> _WHAT THE TASK REQUIRES_
Can you write out again every line of the data below, from the line with "the truck cab" through the end of the data, scaling each point coordinate by 2.4 and rounding it to a whole number with halves rounded up? Leave the pictures out.

[Data extracted from a collection]
-------------------------
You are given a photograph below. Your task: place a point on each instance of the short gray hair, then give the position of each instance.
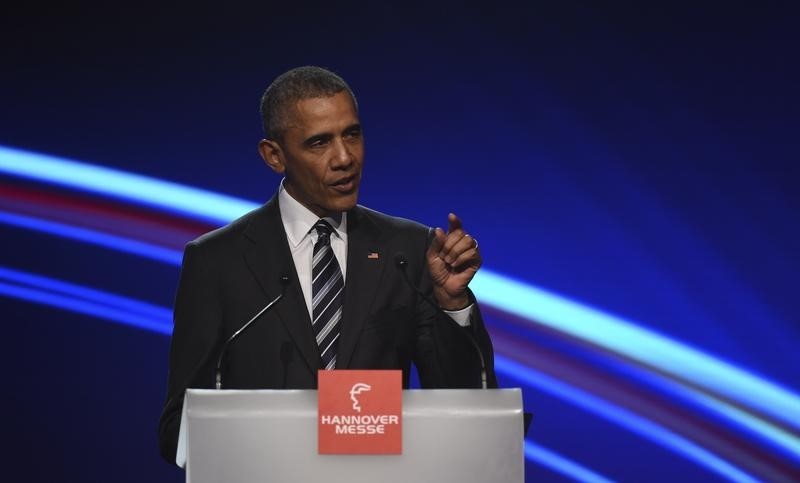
(287, 89)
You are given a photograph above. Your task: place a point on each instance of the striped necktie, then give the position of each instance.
(327, 289)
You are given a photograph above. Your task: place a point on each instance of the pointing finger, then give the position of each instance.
(454, 222)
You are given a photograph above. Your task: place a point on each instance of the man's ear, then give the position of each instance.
(272, 154)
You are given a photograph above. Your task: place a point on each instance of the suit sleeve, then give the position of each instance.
(445, 356)
(196, 333)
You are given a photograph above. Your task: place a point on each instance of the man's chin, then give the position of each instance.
(343, 203)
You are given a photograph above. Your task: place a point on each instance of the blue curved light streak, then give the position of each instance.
(89, 301)
(518, 298)
(634, 341)
(174, 197)
(86, 235)
(515, 297)
(555, 461)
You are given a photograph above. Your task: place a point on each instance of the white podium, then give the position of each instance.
(269, 436)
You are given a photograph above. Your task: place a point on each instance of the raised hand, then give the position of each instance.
(453, 259)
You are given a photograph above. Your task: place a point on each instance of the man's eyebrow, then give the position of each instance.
(318, 137)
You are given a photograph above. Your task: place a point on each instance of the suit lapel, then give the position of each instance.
(365, 262)
(268, 257)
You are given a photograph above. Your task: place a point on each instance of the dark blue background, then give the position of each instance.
(640, 159)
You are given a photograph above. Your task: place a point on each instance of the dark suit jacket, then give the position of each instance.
(228, 275)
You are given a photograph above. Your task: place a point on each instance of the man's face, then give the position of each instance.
(321, 154)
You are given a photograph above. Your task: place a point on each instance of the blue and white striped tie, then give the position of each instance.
(327, 288)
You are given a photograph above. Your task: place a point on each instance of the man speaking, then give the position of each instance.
(361, 290)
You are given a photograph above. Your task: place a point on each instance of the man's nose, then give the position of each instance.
(342, 156)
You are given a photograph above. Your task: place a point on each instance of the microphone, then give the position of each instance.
(402, 263)
(284, 283)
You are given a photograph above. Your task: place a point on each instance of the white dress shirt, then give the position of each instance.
(298, 222)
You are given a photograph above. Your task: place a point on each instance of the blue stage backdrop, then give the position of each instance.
(630, 171)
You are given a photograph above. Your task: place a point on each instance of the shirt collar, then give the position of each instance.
(299, 220)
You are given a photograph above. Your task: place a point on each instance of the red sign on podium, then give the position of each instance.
(360, 412)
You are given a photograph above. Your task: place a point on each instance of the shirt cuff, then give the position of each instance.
(463, 316)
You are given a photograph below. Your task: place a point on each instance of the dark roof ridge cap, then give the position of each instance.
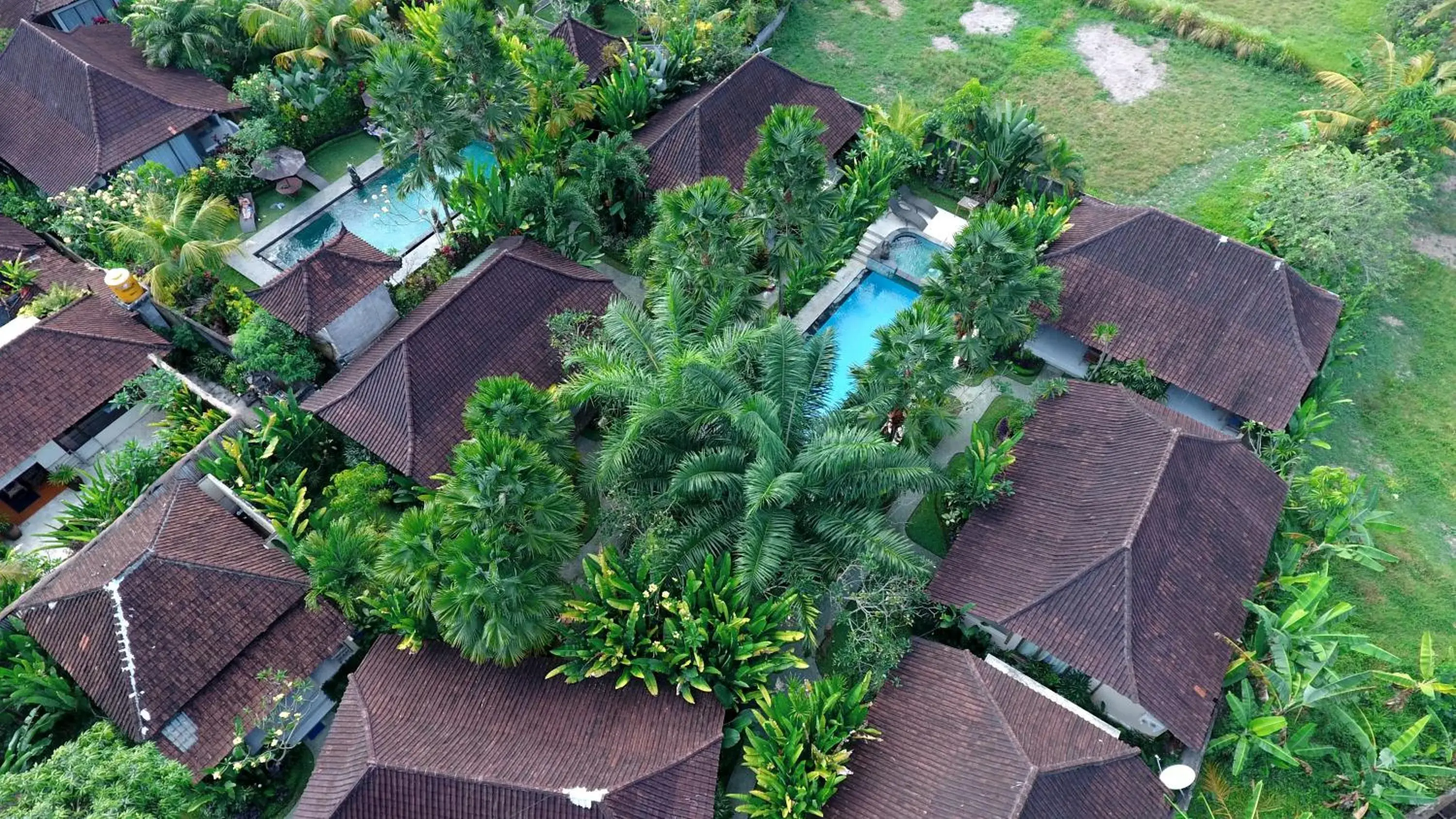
(1088, 239)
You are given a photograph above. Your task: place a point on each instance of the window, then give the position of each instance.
(88, 428)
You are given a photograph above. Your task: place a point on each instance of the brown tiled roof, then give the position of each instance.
(714, 130)
(402, 396)
(964, 739)
(1221, 319)
(197, 603)
(586, 44)
(434, 735)
(322, 287)
(63, 369)
(83, 104)
(50, 265)
(1127, 549)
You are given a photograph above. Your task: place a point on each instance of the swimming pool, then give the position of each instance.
(378, 214)
(910, 254)
(870, 306)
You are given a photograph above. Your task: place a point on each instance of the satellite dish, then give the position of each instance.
(1177, 777)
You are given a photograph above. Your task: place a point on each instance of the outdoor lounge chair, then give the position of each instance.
(247, 213)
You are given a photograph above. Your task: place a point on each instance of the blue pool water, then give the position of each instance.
(910, 254)
(378, 214)
(870, 306)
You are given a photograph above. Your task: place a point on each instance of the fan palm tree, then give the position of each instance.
(905, 388)
(784, 184)
(727, 437)
(178, 238)
(1363, 101)
(424, 126)
(312, 31)
(991, 283)
(340, 560)
(701, 236)
(557, 86)
(512, 407)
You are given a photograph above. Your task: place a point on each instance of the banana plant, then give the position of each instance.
(1406, 686)
(1379, 779)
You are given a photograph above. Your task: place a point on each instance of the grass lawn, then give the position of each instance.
(1209, 101)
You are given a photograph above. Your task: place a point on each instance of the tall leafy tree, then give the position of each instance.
(905, 388)
(177, 236)
(424, 126)
(749, 463)
(785, 187)
(311, 31)
(992, 280)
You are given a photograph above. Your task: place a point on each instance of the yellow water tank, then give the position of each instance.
(124, 286)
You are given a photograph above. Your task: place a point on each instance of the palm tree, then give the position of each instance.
(178, 238)
(726, 440)
(701, 236)
(340, 560)
(784, 184)
(312, 31)
(424, 126)
(512, 407)
(1363, 104)
(905, 389)
(557, 89)
(613, 177)
(461, 40)
(991, 283)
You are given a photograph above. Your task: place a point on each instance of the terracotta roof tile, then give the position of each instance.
(714, 130)
(1213, 316)
(1129, 544)
(434, 735)
(324, 286)
(67, 366)
(586, 44)
(402, 396)
(206, 606)
(961, 738)
(83, 104)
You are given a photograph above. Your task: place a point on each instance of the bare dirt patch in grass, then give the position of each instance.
(989, 18)
(1125, 69)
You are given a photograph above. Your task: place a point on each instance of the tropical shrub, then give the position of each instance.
(267, 345)
(798, 747)
(1339, 217)
(702, 632)
(101, 774)
(979, 483)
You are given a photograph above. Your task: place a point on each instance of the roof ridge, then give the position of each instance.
(1146, 210)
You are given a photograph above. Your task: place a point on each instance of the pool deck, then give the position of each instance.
(247, 261)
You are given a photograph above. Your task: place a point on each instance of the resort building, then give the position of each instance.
(961, 738)
(83, 105)
(714, 130)
(402, 396)
(337, 296)
(431, 734)
(60, 375)
(589, 44)
(1235, 331)
(168, 617)
(1126, 553)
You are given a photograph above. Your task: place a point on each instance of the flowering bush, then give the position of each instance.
(83, 216)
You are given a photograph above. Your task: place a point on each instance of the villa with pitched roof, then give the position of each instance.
(431, 734)
(168, 617)
(402, 396)
(1126, 552)
(961, 738)
(83, 105)
(1235, 331)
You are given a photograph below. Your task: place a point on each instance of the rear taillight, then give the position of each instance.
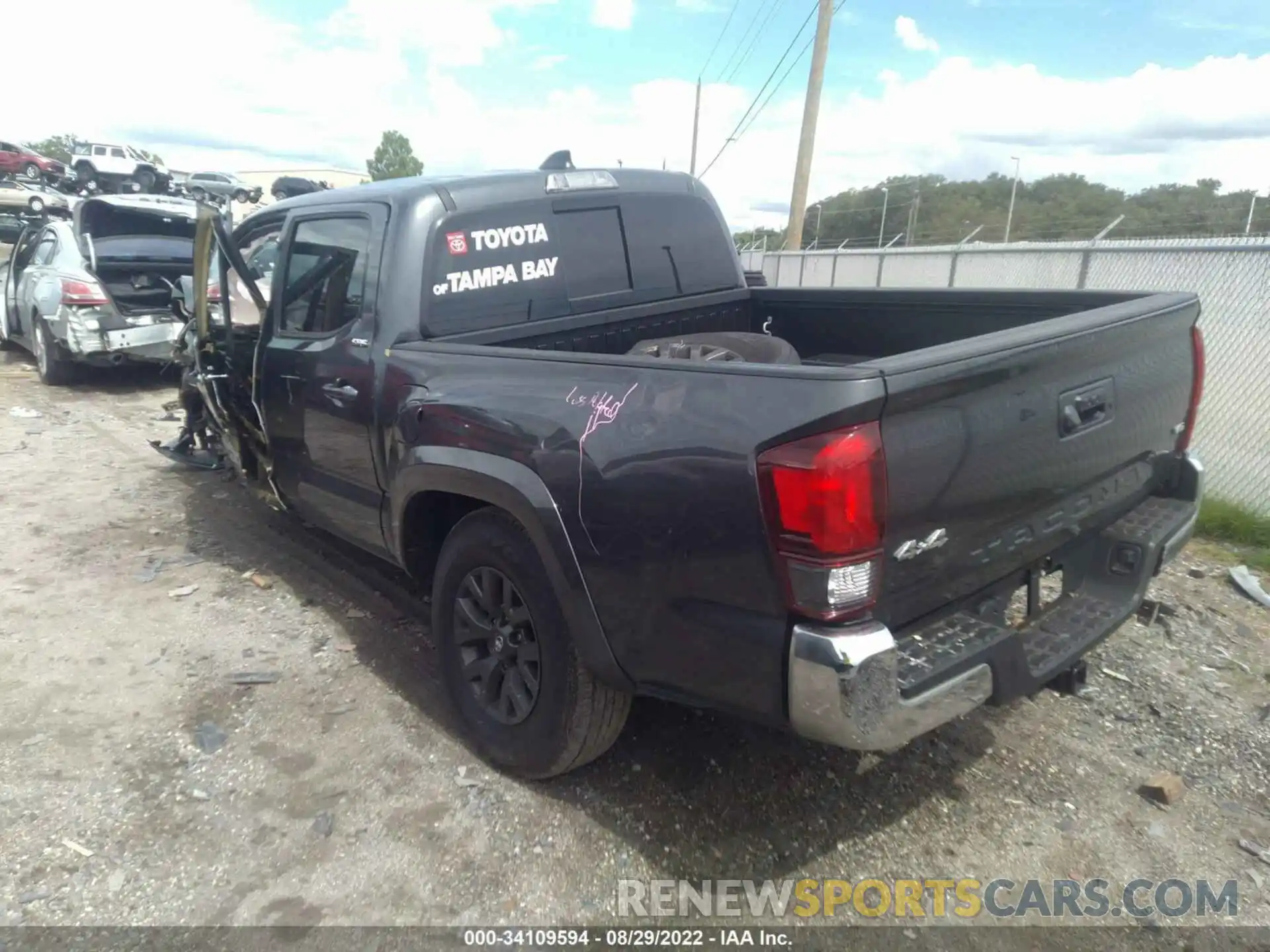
(1197, 387)
(83, 294)
(825, 499)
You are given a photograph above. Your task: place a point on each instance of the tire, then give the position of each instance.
(55, 370)
(572, 719)
(751, 348)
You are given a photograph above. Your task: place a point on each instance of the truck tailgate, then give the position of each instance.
(1002, 447)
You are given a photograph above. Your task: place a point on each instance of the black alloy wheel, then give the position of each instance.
(498, 647)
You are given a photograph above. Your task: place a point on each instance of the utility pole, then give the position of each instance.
(882, 230)
(1010, 215)
(697, 125)
(810, 112)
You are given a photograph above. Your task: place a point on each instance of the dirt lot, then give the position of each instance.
(339, 795)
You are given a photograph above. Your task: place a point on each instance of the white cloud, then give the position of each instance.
(613, 15)
(913, 38)
(959, 118)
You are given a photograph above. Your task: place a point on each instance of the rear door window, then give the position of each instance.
(568, 255)
(325, 276)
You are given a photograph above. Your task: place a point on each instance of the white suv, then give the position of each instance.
(113, 168)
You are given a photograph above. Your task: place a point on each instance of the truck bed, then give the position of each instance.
(828, 328)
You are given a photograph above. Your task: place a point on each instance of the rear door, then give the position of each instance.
(1000, 452)
(18, 262)
(319, 377)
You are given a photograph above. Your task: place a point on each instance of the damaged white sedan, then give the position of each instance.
(108, 287)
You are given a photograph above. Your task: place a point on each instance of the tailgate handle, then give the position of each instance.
(1085, 408)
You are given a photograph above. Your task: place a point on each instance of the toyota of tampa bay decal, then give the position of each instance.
(493, 276)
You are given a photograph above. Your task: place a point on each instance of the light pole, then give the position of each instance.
(1010, 215)
(882, 230)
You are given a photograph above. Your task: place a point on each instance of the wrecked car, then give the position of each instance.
(619, 469)
(31, 197)
(102, 288)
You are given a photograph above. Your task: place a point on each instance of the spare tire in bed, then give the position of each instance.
(720, 346)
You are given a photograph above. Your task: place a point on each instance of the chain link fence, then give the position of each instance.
(1231, 277)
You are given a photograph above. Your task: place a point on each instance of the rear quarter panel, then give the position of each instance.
(652, 470)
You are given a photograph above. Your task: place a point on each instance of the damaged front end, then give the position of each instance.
(222, 424)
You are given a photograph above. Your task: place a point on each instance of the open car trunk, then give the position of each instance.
(140, 249)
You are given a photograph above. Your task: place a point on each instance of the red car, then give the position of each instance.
(19, 160)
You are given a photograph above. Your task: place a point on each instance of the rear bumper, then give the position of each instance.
(151, 343)
(864, 688)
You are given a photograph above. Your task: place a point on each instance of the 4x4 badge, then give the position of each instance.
(915, 547)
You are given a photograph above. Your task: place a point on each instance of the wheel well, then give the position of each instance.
(427, 521)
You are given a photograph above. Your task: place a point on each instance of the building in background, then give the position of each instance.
(337, 178)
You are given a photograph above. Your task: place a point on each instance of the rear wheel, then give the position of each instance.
(507, 660)
(54, 368)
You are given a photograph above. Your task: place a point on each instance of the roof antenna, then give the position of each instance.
(558, 161)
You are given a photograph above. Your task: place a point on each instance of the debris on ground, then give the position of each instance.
(1164, 789)
(210, 738)
(324, 824)
(1248, 583)
(78, 848)
(1255, 850)
(255, 678)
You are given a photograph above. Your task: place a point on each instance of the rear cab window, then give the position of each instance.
(572, 254)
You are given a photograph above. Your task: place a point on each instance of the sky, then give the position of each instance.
(1126, 92)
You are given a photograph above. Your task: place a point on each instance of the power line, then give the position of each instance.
(745, 36)
(762, 89)
(715, 48)
(788, 71)
(753, 42)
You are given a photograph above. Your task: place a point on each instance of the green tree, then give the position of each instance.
(394, 159)
(929, 210)
(58, 147)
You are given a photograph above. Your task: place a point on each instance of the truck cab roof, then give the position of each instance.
(493, 188)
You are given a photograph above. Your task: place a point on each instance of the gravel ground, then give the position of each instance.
(140, 785)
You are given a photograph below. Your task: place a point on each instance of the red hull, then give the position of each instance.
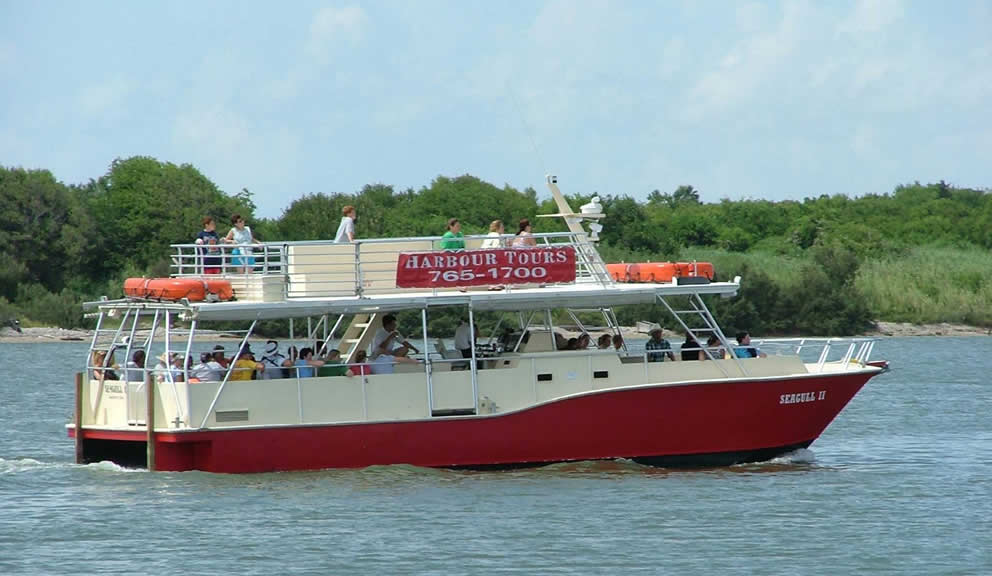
-------------------------
> _ANSWER TO THE EXERCISE_
You are given a photograph above. Your task: place a point on each instance of the truck cab roof, then give the position of each instance.
(1183, 451)
You are given a photograph above. Your task: place a point on each instance of the gravel ground, then give the position of each instance.
(336, 1884)
You are given a photograph below. Your task: place a point on each instance of the red hull, then give the position of each instance.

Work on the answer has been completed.